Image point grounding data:
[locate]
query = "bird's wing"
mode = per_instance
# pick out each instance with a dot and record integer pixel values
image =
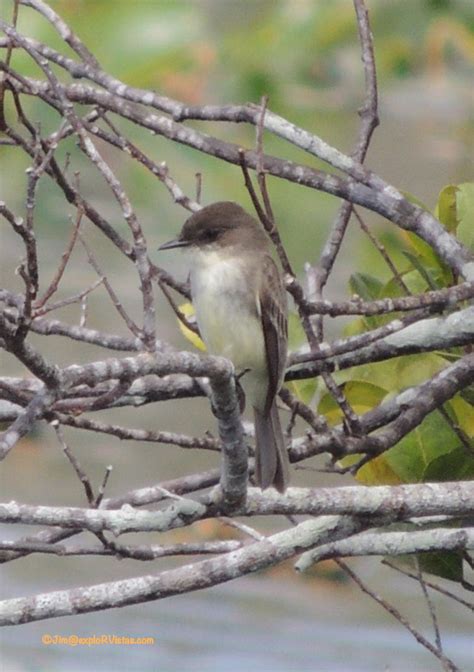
(273, 313)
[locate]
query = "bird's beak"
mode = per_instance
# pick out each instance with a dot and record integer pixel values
(174, 243)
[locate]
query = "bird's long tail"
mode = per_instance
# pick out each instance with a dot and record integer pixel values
(272, 466)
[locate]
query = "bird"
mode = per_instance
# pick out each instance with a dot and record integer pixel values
(241, 310)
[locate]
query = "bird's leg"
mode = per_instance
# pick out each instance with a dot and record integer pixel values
(240, 391)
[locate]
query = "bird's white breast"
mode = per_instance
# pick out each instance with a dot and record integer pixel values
(227, 312)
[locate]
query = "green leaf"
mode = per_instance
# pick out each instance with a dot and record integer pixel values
(446, 564)
(446, 209)
(465, 210)
(457, 465)
(304, 390)
(365, 286)
(361, 395)
(413, 458)
(422, 269)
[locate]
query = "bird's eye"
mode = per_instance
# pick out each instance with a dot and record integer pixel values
(210, 235)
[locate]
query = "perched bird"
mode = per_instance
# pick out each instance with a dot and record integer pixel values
(241, 310)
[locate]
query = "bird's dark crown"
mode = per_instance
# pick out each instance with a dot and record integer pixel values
(216, 221)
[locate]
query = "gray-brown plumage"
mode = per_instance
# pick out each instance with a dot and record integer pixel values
(241, 310)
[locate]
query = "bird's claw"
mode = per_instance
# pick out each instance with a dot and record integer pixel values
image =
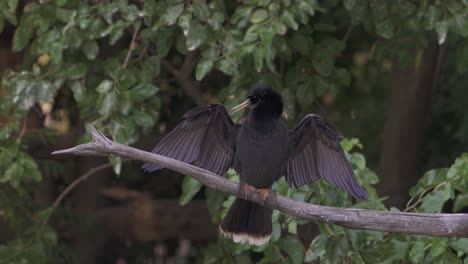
(244, 189)
(268, 197)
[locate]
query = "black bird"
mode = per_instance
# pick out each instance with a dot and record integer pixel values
(260, 150)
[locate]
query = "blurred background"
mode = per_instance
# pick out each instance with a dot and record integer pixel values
(391, 75)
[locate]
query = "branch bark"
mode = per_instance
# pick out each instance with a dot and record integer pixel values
(447, 225)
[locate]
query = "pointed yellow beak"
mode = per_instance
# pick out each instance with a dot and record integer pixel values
(241, 106)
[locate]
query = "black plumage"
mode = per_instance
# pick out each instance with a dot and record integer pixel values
(261, 150)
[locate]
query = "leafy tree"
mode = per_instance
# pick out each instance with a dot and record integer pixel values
(125, 63)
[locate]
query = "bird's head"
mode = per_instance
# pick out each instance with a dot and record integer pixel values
(264, 100)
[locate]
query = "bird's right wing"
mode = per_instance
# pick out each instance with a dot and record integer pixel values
(205, 137)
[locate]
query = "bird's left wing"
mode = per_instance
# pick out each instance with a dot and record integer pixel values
(316, 152)
(205, 137)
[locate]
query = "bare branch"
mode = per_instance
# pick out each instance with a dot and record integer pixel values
(448, 225)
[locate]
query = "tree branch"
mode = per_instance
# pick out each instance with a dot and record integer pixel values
(447, 225)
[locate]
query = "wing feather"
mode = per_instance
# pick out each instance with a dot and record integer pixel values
(204, 137)
(316, 152)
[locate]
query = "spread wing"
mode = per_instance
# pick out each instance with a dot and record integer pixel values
(316, 152)
(205, 137)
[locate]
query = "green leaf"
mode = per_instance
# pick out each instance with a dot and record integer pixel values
(441, 28)
(172, 13)
(259, 55)
(204, 66)
(251, 34)
(343, 77)
(195, 37)
(75, 71)
(385, 28)
(24, 32)
(78, 90)
(460, 202)
(241, 15)
(293, 247)
(190, 187)
(144, 119)
(288, 19)
(430, 179)
(460, 244)
(259, 16)
(431, 17)
(108, 104)
(104, 86)
(91, 49)
(438, 246)
(280, 28)
(359, 160)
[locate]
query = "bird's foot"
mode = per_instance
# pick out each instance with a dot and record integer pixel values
(268, 197)
(244, 189)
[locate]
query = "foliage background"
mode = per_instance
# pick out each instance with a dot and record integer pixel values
(391, 73)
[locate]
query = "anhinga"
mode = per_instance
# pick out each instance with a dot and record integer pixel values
(260, 150)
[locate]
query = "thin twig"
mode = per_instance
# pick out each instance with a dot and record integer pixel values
(76, 182)
(23, 128)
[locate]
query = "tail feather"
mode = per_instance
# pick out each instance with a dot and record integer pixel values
(247, 222)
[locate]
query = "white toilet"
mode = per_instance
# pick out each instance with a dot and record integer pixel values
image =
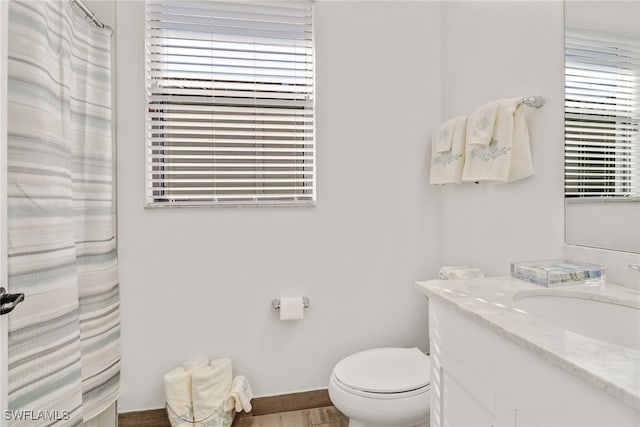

◆ TASK ◆
Supply the count of lines in the entries that contain the word "tail", and nothing besides.

◆ EXERCISE SOLUTION ◆
2